Permintaan → Salin ulang seluruh teks tentang program Kabupaten Layak Anak di Kutai Timur tanpa perubahan apa pun.

Teks Bacaan →
* * *

Insightkaltim.com, KUTAI TIMUR — Upaya mewujudkan Kabupaten Layak Anak (KLA) di Kutai Timur terus digenjot. Dinas Pemberdayaan Perempuan dan Perlindungan Anak (DP3A) Kutim sepanjang 2025 memperluas program perlindungan anak mulai dari pelibatan Forum Anak dalam perencanaan pembangunan, percepatan Sekolah Ramah Anak (SRA), pendampingan akreditasi, hingga sosialisasi pencegahan kekerasan ke sekolah-sekolah.
Kepala Bidang Pemenuhan Hak Anak DP3A Kutim, Rita Winarni, menyebut seluruh gerakan ini bertujuan memastikan anak Kutim tidak hanya dilindungi, tetapi juga didengar dan diberdayakan dalam pembangunan daerah.
Forum Anak Jadi Wadah Aspirasi Generasi Muda
Menurut Rita, Forum Anak telah menjadi kanal suara yang efektif dalam Musyawarah Perencanaan Pembangunan Kecamatan (Musrenbangcam). Mereka tidak lagi hadir sebagai peserta pendamping, melainkan penyampai aspirasi yang setara.

* * *

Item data
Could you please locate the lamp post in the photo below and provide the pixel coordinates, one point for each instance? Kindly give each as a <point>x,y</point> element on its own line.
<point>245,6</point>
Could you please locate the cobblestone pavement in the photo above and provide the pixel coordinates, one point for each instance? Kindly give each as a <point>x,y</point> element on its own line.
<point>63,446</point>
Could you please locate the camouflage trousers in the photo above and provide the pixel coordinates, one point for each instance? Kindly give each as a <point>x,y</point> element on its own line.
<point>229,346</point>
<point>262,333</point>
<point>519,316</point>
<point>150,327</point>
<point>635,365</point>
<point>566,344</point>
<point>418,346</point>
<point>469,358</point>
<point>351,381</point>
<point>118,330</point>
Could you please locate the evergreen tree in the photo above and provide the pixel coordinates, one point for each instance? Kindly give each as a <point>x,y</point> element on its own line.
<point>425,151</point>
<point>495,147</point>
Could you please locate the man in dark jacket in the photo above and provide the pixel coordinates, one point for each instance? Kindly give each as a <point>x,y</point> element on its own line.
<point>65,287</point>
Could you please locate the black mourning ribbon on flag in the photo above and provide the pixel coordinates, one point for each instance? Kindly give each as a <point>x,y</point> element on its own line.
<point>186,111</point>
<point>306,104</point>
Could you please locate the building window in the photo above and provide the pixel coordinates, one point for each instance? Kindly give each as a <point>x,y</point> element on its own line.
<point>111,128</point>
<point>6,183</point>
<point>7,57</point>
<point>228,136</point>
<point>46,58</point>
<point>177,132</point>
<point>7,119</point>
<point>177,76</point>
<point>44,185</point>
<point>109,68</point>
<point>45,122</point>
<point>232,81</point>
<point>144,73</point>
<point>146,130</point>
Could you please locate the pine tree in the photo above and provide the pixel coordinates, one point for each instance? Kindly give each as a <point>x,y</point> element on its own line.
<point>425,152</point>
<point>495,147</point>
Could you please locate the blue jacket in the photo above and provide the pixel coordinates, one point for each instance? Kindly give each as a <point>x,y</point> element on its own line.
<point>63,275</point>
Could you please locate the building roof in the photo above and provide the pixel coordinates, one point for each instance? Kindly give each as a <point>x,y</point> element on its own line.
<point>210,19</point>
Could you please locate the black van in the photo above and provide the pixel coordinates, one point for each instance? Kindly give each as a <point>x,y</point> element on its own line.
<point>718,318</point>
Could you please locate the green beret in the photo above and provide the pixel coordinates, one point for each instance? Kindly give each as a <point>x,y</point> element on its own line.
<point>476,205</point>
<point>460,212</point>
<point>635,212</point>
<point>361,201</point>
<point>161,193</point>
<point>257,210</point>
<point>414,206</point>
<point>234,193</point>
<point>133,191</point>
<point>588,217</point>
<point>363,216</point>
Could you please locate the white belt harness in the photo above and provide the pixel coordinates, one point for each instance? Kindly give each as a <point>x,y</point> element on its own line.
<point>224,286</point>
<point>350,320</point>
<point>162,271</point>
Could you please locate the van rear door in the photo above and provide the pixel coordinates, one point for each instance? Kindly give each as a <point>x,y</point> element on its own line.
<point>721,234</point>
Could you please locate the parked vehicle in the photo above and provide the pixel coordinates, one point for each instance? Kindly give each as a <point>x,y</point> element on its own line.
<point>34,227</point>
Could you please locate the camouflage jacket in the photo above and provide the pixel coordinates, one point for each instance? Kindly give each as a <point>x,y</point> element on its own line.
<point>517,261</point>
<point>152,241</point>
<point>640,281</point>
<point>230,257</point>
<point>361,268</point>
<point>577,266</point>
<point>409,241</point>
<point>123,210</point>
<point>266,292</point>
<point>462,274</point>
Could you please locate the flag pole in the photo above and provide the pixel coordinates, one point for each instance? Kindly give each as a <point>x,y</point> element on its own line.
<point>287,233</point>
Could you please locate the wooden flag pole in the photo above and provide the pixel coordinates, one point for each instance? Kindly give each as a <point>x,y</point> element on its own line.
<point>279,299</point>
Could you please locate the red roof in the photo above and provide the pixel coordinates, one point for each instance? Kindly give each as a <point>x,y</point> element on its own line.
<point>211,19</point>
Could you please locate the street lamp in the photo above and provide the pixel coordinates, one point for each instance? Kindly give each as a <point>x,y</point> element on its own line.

* * *

Latihan Selesai →
Insightkaltim.com, KUTAI TIMUR — Upaya mewujudkan Kabupaten Layak Anak (KLA) di Kutai Timur terus digenjot. Dinas Pemberdayaan Perempuan dan Perlindungan Anak (DP3A) Kutim sepanjang 2025 memperluas program perlindungan anak mulai dari pelibatan Forum Anak dalam perencanaan pembangunan, percepatan Sekolah Ramah Anak (SRA), pendampingan akreditasi, hingga sosialisasi pencegahan kekerasan ke sekolah-sekolah.
Kepala Bidang Pemenuhan Hak Anak DP3A Kutim, Rita Winarni, menyebut seluruh gerakan ini bertujuan memastikan anak Kutim tidak hanya dilindungi, tetapi juga didengar dan diberdayakan dalam pembangunan daerah.
Forum Anak Jadi Wadah Aspirasi Generasi Muda
Menurut Rita, Forum Anak telah menjadi kanal suara yang efektif dalam Musyawarah Perencanaan Pembangunan Kecamatan (Musrenbangcam). Mereka tidak lagi hadir sebagai peserta pendamping, melainkan penyampai aspirasi yang setara.